ARCHIV FÜR SOZIALGESCHICHTE
DEKORATION

Rezensionen aus dem Archiv für Sozialgeschichte online

Christof Mauch/Thomas Zeller (Hrsg.), The World beyond the windshield. Roads and Landscapes in the United States and Europe, Ohio University Press, Athens 2008, 283 S., Leinen, geb., 36,00 € (paperback € 20,99).

Das Verhältnis von Straßen und Landschaft steht im Zentrum dieses Sammelbandes, der aus einer Konferenz am Deutschen Historischen Institut in Washington entstand. Nachdem Wolfgang Schivelbusch vor mehr als 20 Jahren die Entstehung des panoramischen Blicks auf die Landschaft durch die Fahrt mit der Eisenbahn darstellte, befassen sich die Autoren dieses Bands mit der Bedeutung der automobilen Windschutzscheibenperspektive und der Gestaltung der Straßen für die Landschaftswahrnehmung in der heutigen Welt. Die deutschen, amerikanischen, italienischen und britischen Autoren beschränken sich nicht auf den objektiven Landschaftswandel und die subjektive Landschaftswahrnehmung durch die Autofahrer und beziehen die technologischen, sozialen und ästhetischen Wandlungsprozesse in der Gesellschaft als Folge des Straßenbaus in ihre Fragestellungen ein.

Während ein Teil der Aufsätze über die umweltgeschichtliche Leitfrage im Titel des Sammelbandes hinausreicht, bleiben andere Beiträge hinter ihren selbstgesteckten Ansprüchen zurück. Mehrere Beiträge amerikanischer Landschafts- und Umwelthistoriker (Timothy Davis, Anne Mitchell Whisnant und Suzanne Julin) beschäftigen sich mit der Inszenierung von Landschaften für Autofahrer durch eine amerikanische Sonderform des Straßenbaus, die ,,Parkways". Mit den Parkways erschlossen amerikanische Straßenbauer vor allem in den 1930er- und 1940er-Jahren vorstädtische Parklandschaften und romantische Berglandschaften für den Erholungs- und Urlaubsverkehr. Im Unterschied zum europäischen Straßenbau waren die Parkways ausschließlich dem Freizeitverkehr gewidmet und schlossen den Wirtschaftsverkehr mit LKW von der Mitbenutzung aus. Anne Mitchell Whisnant zeigt am Beispiel des berühmten Blue Ridge Mountain Parkway durch die Appalachen sehr eindrücklich, dass die Straßenplaner die Landschaft durch eine ausgefeilte Linienführung für den Blick durch die Windschutzscheibe und von den Parkplätzen entlang der Strecke inszenierten. Da Siedlungen bis auf einzelne Gehöfte umgangen wurden, vermittelte der Blue Ridge Parkway den täuschenden Eindruck einer vorindustriellen pastoralen Landschaft, die der Wirklichkeit in den Appalachian Mountains schon lange nicht mehr entsprach. Die Linienführung abseits der Dörfer und Städte und das Benutzungsverbot für LKW zeigten, dass der Blue Ridge Parkway fast ausschließlich für die Bedürfnisse der touristischen Nutzer geplant wurde und die wirtschaftlichen Erschließungs- und Entwicklungsinteressen der Anwohner bewusst vernachlässigte.

VORLIEGENDE DATEN:
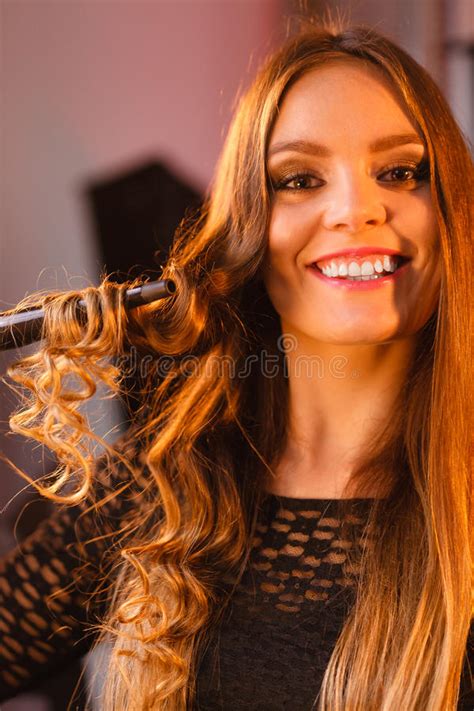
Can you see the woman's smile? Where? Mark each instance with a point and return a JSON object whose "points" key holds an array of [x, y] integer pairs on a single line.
{"points": [[348, 172]]}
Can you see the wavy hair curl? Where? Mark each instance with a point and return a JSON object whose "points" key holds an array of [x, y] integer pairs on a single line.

AUFGABEN:
1. Zitieren Sie aus der Rezension den Abschnitt, der mit „Christof Mauch/Thomas Zeller“ beginnt und bis einschließlich „(paperback € 20,99).“ reicht.
2. Stimmen diese Aussagen mit der Rezension überein? Antworten Sie jeweils mit Ja oder Nein und führen Sie die entscheidenden Worte der Rezension wörtlich an: (a) Der Sammelband ging aus einer Konferenz am Deutschen Historischen Institut in Washington hervor. (b) Die Parkways standen auch dem Wirtschaftsverkehr mit LKW offen. (c) Der Blue Ridge Parkway führte gezielt durch die Dörfer und Städte der Appalachen.
Die Daten stehen in keinem Zusammenhang mit der Rezension.

ANTWORTEN:
1.
Christof Mauch/Thomas Zeller (Hrsg.), The World beyond the windshield. Roads and Landscapes in the United States and Europe, Ohio University Press, Athens 2008, 283 S., Leinen, geb., 36,00 € (paperback € 20,99).

2.
(a) Ja: „der aus einer Konferenz am Deutschen Historischen Institut in Washington entstand“
(b) Nein: „schlossen den Wirtschaftsverkehr mit LKW von der Mitbenutzung aus“
(c) Nein: „Da Siedlungen bis auf einzelne Gehöfte umgangen wurden“